Extracted data entries
- - -

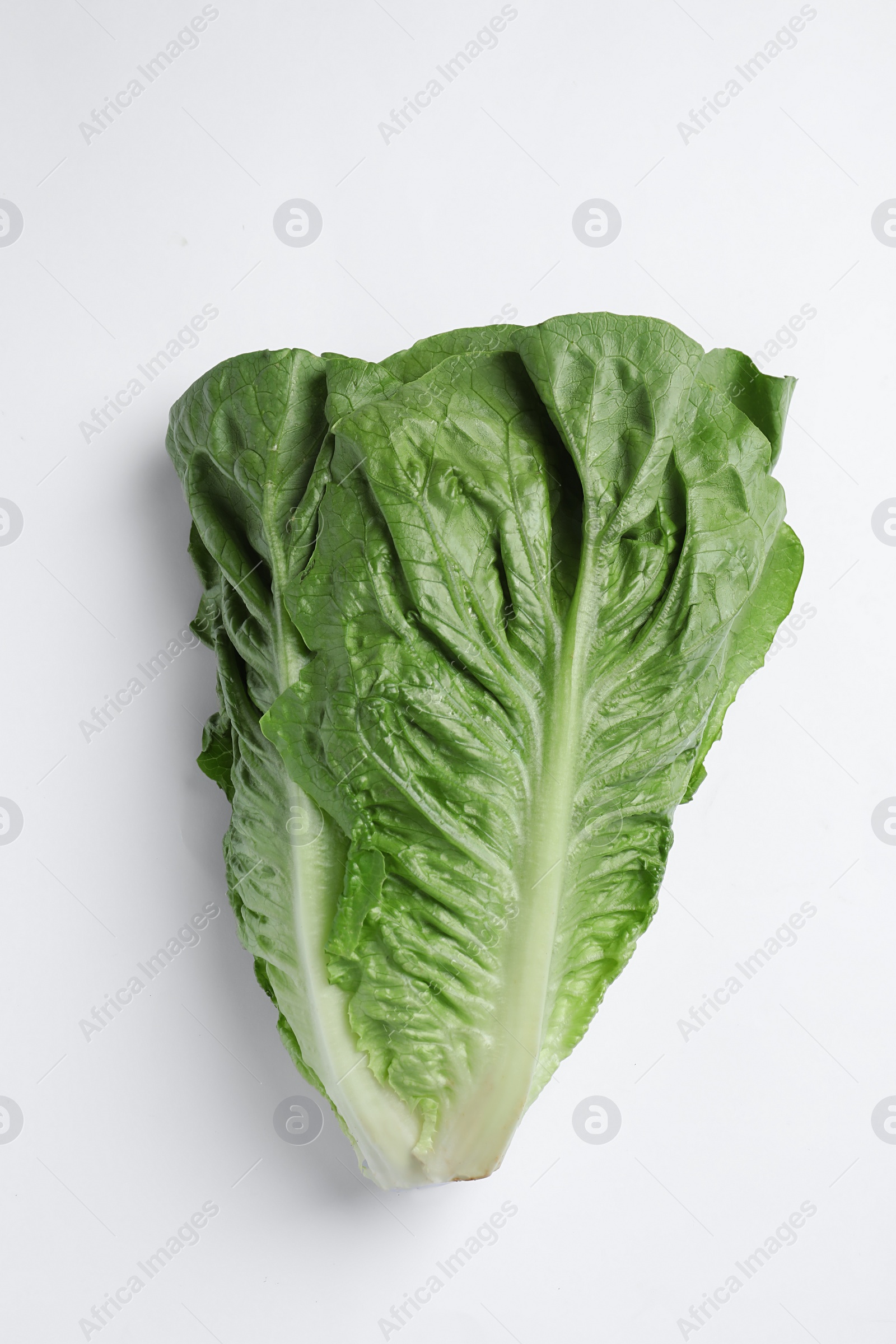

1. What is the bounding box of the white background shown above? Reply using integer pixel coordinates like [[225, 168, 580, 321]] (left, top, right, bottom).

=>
[[0, 0, 896, 1344]]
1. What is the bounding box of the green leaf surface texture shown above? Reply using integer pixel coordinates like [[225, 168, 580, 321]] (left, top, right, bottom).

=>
[[168, 313, 802, 1188]]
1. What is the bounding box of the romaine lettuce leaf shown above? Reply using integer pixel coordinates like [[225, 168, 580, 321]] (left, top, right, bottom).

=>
[[168, 313, 802, 1187]]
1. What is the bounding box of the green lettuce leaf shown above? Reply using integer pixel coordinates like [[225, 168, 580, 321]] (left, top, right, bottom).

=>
[[168, 313, 802, 1187]]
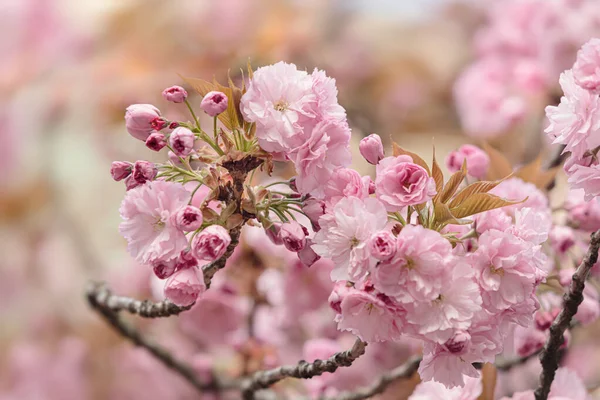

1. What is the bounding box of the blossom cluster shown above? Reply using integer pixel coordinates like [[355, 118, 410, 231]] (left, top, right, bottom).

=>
[[546, 39, 600, 200], [454, 0, 600, 138], [111, 62, 600, 394]]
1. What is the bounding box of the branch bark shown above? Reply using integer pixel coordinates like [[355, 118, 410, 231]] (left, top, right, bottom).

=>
[[87, 282, 193, 318], [322, 357, 421, 400], [87, 285, 235, 393], [241, 339, 367, 400], [535, 230, 600, 400]]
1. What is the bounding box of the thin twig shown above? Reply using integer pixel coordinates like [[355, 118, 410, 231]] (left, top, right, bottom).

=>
[[322, 357, 421, 400], [87, 282, 193, 318], [535, 230, 600, 400], [242, 339, 367, 400], [87, 285, 235, 393]]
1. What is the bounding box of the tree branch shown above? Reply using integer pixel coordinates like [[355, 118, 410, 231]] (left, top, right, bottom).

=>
[[535, 230, 600, 400], [322, 357, 421, 400], [87, 282, 193, 318], [242, 339, 367, 400], [87, 284, 235, 393]]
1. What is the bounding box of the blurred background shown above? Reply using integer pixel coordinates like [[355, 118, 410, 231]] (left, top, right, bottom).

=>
[[0, 0, 600, 400]]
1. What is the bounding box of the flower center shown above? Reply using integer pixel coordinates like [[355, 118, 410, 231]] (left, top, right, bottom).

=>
[[490, 265, 504, 276], [273, 99, 290, 112]]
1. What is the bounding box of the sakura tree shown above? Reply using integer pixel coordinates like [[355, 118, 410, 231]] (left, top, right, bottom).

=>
[[88, 39, 600, 400]]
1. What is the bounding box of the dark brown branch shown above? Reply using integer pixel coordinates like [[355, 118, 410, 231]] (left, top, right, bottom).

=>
[[87, 285, 235, 392], [87, 282, 193, 318], [323, 357, 421, 400], [242, 339, 367, 400], [535, 231, 600, 400]]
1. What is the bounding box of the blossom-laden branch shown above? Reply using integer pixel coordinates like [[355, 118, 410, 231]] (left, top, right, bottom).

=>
[[242, 339, 367, 400], [87, 285, 226, 392], [323, 357, 421, 400], [87, 282, 193, 318], [535, 230, 600, 400]]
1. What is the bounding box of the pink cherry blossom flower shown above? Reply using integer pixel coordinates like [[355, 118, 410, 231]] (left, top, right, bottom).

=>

- - -

The request → Rewrite every line of the material above as a numbered list. Skip the blank lines and leave out the pictures.

Solved exercise →
1. 1. What is the bounding box of the white background shown above? Reply using integer pixel coordinates like [[225, 168, 580, 321]] (left, top, right, bottom).
2. =>
3. [[0, 0, 896, 1344]]
4. 1. What is the bounding box of the green leaf surface texture shown above? Reply using integer pixel coordinates like [[225, 168, 580, 321]] (left, top, right, bottom).
5. =>
6. [[168, 313, 802, 1188]]
7. 1. What is the bounding box of the romaine lettuce leaf shown above? Reply using integer pixel coordinates like [[225, 168, 580, 321]] (left, top, right, bottom).
8. =>
9. [[168, 313, 802, 1187]]
10. 1. What is the bounding box of the green lettuce leaf shown above? Reply using integer pixel coordinates like [[225, 168, 580, 321]] (left, top, right, bottom).
11. =>
12. [[168, 313, 802, 1187]]
13. 1. What is the bounding box of the blossom cluster shown above? Reply using integer pixel coordinates like [[355, 118, 410, 231]] (left, top, right, bottom).
14. =>
15. [[546, 39, 600, 200], [454, 0, 600, 138], [111, 62, 600, 394]]
16. 1. What is the bounding box of the branch bark shown above? Reply using integer pixel coordinates like [[355, 118, 410, 231]] (left, top, right, bottom).
17. =>
18. [[87, 282, 193, 318], [322, 357, 421, 400], [87, 285, 235, 393], [241, 339, 367, 400], [535, 230, 600, 400]]
19. 1. What is the bounding box of the thin twig shown above? Reply using integer pixel coordinates like [[355, 118, 410, 231]] (left, top, right, bottom).
20. =>
21. [[322, 357, 421, 400], [87, 282, 193, 318], [535, 230, 600, 400], [242, 339, 367, 400], [87, 285, 235, 393]]
22. 1. What is the bounding box of the tree branch shown above? Reply using integer pixel coordinates like [[355, 118, 410, 231]] (left, top, right, bottom).
23. =>
24. [[535, 230, 600, 400], [322, 357, 421, 400], [87, 282, 193, 318], [242, 339, 367, 400], [87, 284, 235, 393]]
25. 1. What is the bounding box of the blurred background shown above? Reply using integer pixel coordinates like [[355, 118, 410, 231]] (left, top, right, bottom).
26. =>
27. [[0, 0, 600, 400]]
28. 1. What is the bounding box of the flower center shown above? Reply using integer pixel coordinates like [[355, 118, 410, 231]] (left, top, right, bottom).
29. =>
30. [[490, 265, 504, 276], [273, 99, 290, 112]]
31. 1. What is the bounding box of the sakura tree shown above? Reply using integer pixel coordinates like [[355, 118, 410, 231]] (left, top, right, bottom).
32. =>
33. [[88, 39, 600, 400]]
34. 1. What is the bounding box of the dark brown branch shown above? Reply using integer pixel coordinates like [[355, 118, 410, 231]] (left, top, right, bottom).
35. =>
36. [[87, 285, 235, 392], [87, 282, 193, 318], [323, 357, 421, 400], [242, 339, 367, 400], [535, 231, 600, 400]]
37. 1. What is the bounding box of the blossom-laden branch shown above? Reply using integer pixel coordinates like [[355, 118, 410, 231]] (left, top, right, bottom).
38. =>
39. [[242, 339, 367, 400], [87, 285, 226, 392], [323, 357, 421, 400], [87, 282, 193, 318], [535, 230, 600, 400]]
40. 1. What is the bounding box of the pink cherry blossom flower shown above? Reply using integer pixel coordinates like [[355, 118, 410, 231]] (left, top, right, bottom).
41. =>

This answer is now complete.